Keanekaragaman ini disatukan oleh falsafah negara Bhineka Tunggal Eka. Integrasi subkultur ini merupakan usaha untuk
mencapai equilibrium masyarakat.
·
Budaya politik Indonesia bersifat Parokial kaula dan
sebagian bersifat partisipan. Di satu pihak masayarakat masih ketinggalan dalam
memanfaatkan hak politiknya, sedangkan dipihak lain para elit sungguh-sungguh berperan aktif sebagai
partisipan. Denga demikian budaya politik Indonesia merupakan Mixed political culture yang diwarnai
oleh besarnya pengaruh budaya politik Parokial lokal.
·
Kecenderungan budaya politik Indonesia yang
mempertahankan konsep paternalistik dan
patrimonial.
·
Dilema interaksi modernisasi dengan nilai-nilai lama yang
telah tertanam dalam jiwa masyarakat. Secara sosiologis kondisi demikian
disebut Anomie hilangnya nilai lama
namun belum ditemukan nilai baru yang representatif.
---+---
_Daftar Tugas_:
a: Jawablah pertanyaan berikut berdasarkan teks tentang budaya politik Indonesia di atas.
(i) Falsafah negara apa yang menyatukan keanekaragaman tersebut?
(ii) Siapa yang disebut sungguh-sungguh berperan aktif sebagai partisipan?
(iii) Secara sosiologis, kondisi hilangnya nilai lama ketika nilai baru yang representatif belum ditemukan disebut apa?
b: Tolong terjemahkan kalimat "Keanekaragaman ini disatukan oleh falsafah negara Bhineka Tunggal Eka." dari teks tentang budaya politik Indonesia ke dalam bahasa Inggris.
Daftar di bawah ini tidak berkaitan dengan potongan teks di atas.

_Informasi yang Diberikan_:
---+---
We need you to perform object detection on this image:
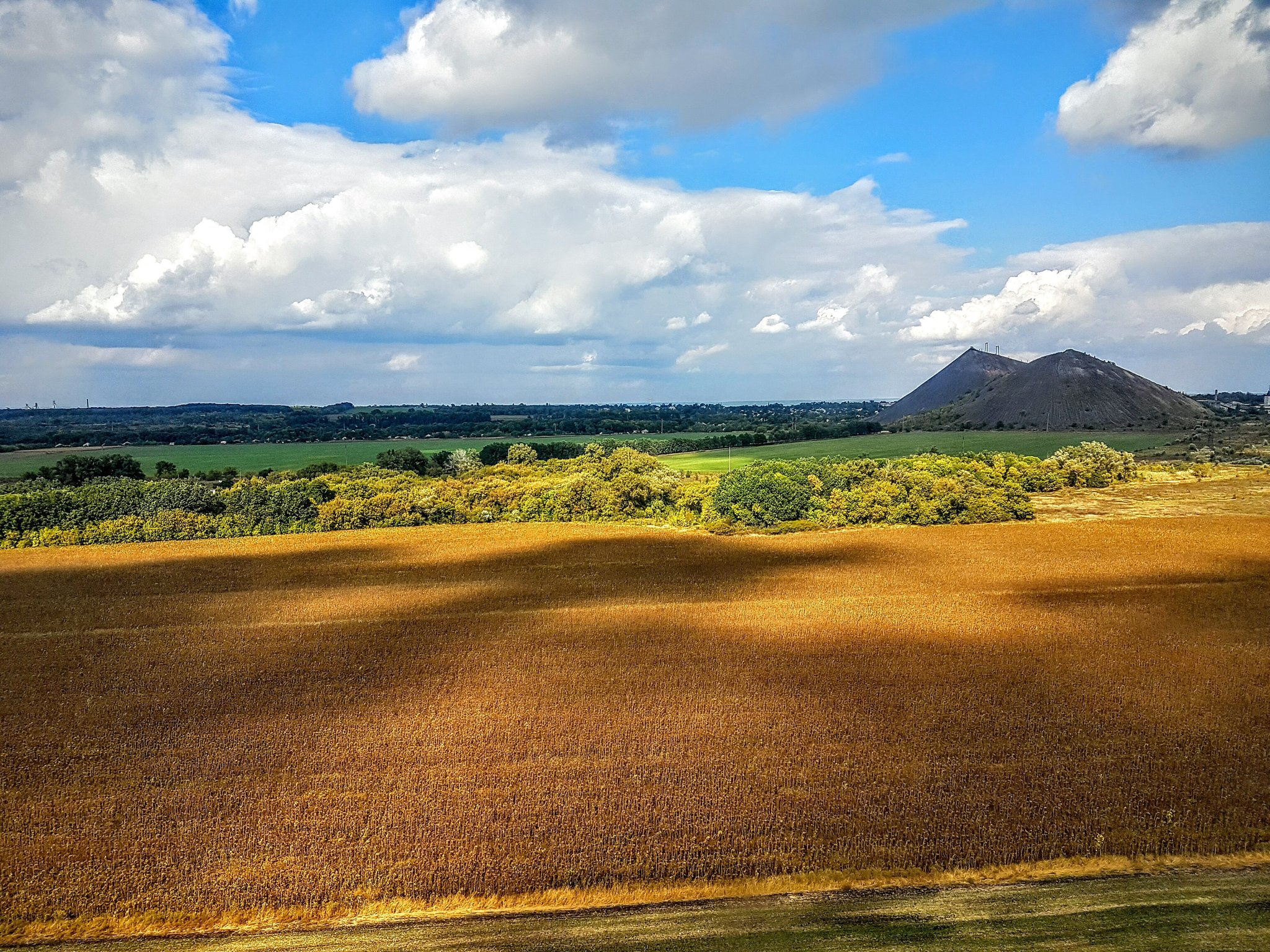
---+---
_Hasil per Tugas_:
a:
(i) Bhineka Tunggal Eka.
(ii) Para elit.
(iii) Anomie.

b: This diversity is united by the state philosophy of Bhineka Tunggal Eka.